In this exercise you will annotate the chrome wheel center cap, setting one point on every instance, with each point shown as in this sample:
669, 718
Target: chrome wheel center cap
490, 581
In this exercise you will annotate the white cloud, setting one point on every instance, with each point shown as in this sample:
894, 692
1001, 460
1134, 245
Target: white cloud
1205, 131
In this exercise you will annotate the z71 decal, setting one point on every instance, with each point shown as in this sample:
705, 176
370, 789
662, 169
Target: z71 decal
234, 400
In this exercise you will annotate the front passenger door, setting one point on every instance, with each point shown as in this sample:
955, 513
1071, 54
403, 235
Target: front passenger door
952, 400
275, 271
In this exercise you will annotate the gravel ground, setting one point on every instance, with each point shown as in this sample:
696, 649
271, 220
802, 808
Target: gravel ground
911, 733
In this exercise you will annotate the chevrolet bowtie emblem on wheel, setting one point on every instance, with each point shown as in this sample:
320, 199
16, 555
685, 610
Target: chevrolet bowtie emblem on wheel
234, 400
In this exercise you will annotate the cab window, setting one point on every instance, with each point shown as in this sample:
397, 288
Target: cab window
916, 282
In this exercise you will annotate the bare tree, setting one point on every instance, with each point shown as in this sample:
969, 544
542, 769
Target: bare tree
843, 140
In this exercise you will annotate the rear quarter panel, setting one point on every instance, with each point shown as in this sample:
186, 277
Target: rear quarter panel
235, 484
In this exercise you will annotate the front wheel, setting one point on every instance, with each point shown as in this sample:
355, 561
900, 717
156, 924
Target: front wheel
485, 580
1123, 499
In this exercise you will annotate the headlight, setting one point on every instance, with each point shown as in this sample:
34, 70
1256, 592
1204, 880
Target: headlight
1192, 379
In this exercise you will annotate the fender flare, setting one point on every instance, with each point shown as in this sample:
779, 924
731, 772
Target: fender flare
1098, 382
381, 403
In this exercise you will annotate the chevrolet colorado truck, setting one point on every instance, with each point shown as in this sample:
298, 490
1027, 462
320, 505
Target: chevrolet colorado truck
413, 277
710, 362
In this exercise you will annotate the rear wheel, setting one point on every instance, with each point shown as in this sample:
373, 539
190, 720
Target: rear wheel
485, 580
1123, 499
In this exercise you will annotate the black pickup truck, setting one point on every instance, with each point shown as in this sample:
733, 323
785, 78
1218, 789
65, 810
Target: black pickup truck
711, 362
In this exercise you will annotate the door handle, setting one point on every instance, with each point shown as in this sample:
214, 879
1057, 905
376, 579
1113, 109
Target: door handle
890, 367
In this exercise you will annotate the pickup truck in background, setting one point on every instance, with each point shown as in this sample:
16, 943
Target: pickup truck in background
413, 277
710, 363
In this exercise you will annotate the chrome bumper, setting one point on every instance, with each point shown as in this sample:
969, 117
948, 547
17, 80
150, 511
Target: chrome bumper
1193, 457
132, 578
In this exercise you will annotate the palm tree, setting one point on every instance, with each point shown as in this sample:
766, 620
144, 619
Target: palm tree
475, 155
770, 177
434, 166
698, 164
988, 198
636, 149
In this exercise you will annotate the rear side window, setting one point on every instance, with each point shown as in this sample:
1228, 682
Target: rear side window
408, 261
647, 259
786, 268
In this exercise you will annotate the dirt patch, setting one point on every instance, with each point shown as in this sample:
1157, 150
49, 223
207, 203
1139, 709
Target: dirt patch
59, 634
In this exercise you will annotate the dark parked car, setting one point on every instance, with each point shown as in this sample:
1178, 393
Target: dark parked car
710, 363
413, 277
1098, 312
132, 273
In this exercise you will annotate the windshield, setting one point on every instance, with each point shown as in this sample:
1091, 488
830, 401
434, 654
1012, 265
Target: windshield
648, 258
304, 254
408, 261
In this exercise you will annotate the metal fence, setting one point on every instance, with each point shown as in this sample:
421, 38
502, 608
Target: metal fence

▶ ACTION ITEM
Only the lines from the one containing "In this exercise you will annotate the rear side" through the end of the material belong in the answer, each restated word for word.

▶ OUTPUT BELOW
In this exercise you will annotate the rear side window, setting one point on every instance, with each point shown as in this sample:
1228, 682
Target: rear side window
408, 261
647, 259
786, 268
In this exercise you will annotate the dirt patch, setting one point on every instance, with each point shown as in this sample:
1157, 150
49, 223
207, 203
1139, 709
Target: dirt patch
59, 634
In this exercise you will annotate the dark parked car, setting one point on every instance, with each point shown as in this sample:
1178, 393
Target: dark parked car
710, 363
413, 277
1098, 312
132, 273
In this exercise you will annotate the windshield, setting one point on every instance, with each point shown as in this sample:
1091, 488
830, 401
434, 654
1012, 265
Target: windshield
648, 258
304, 254
408, 261
In this exercise you will annotate the metal fence, setting one point on every instance, with each point shown as in this sample:
421, 38
502, 608
Target: metal fence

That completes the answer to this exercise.